• _Problem_: Rescale the records below from the line with "Annotation task: in the image below, draw" through the line with "17, 24, 413, 220", both ends included, by repeating every line, requests too, with each bounding-box coordinate in the answers multiplied by 1.9 and rounded to a whole number (halves round up). Return only those lines, leaving out the pictures.

• _Given data_:

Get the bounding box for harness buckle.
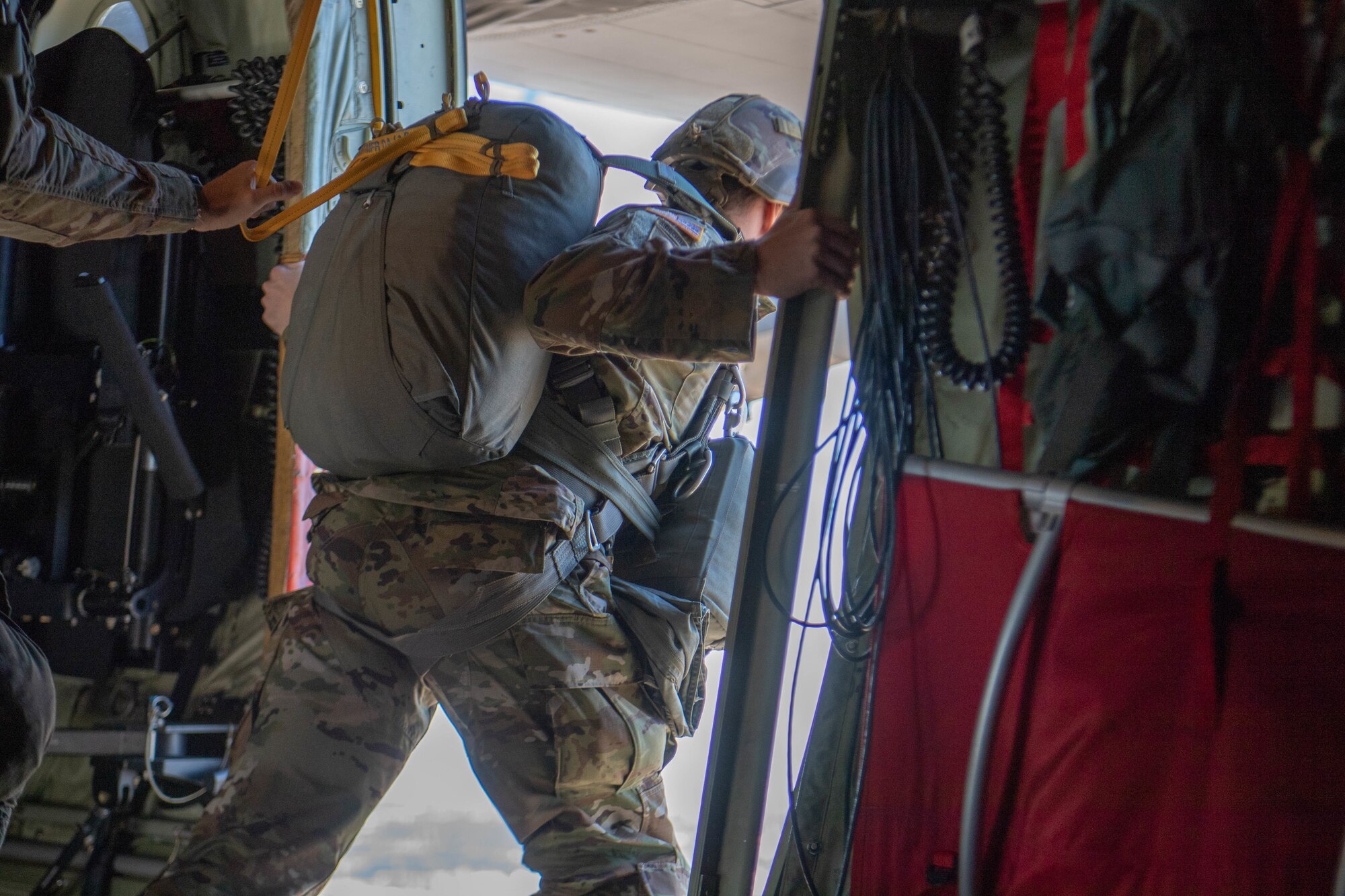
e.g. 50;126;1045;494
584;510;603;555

--

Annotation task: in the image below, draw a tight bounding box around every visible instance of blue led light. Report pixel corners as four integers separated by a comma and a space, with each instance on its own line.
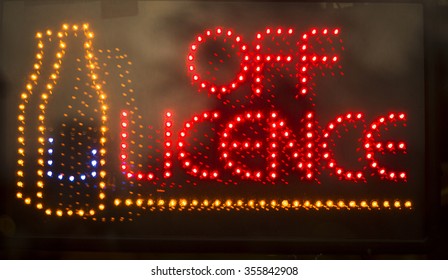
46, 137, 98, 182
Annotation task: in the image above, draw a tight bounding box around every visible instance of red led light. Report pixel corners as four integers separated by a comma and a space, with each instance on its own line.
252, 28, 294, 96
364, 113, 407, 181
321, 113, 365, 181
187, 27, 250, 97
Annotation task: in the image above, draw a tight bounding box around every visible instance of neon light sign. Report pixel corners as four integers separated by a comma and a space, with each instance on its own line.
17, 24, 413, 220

• _Solution to the exercise_:
Annotation task: in the image below, draw a tight bounding box around every visible instance of blue led light. Report pixel corners as four integers separated by a comma and a space, with each instance on its own line.
87, 260, 186, 346
Annotation task: in the image above, draw a tight bounding box around every visible instance of red led light. Report pixel corners as four integers separated by a comma and a space, with each instance on its own line.
479, 53, 559, 182
692, 215, 773, 344
610, 215, 694, 344
355, 51, 475, 184
Annotation task: in the image above, draw a tight bounding box around every visible instance of neon light sign. Report pixel corners as four integers separated by a comma and a space, with each instance on its own line.
32, 46, 785, 418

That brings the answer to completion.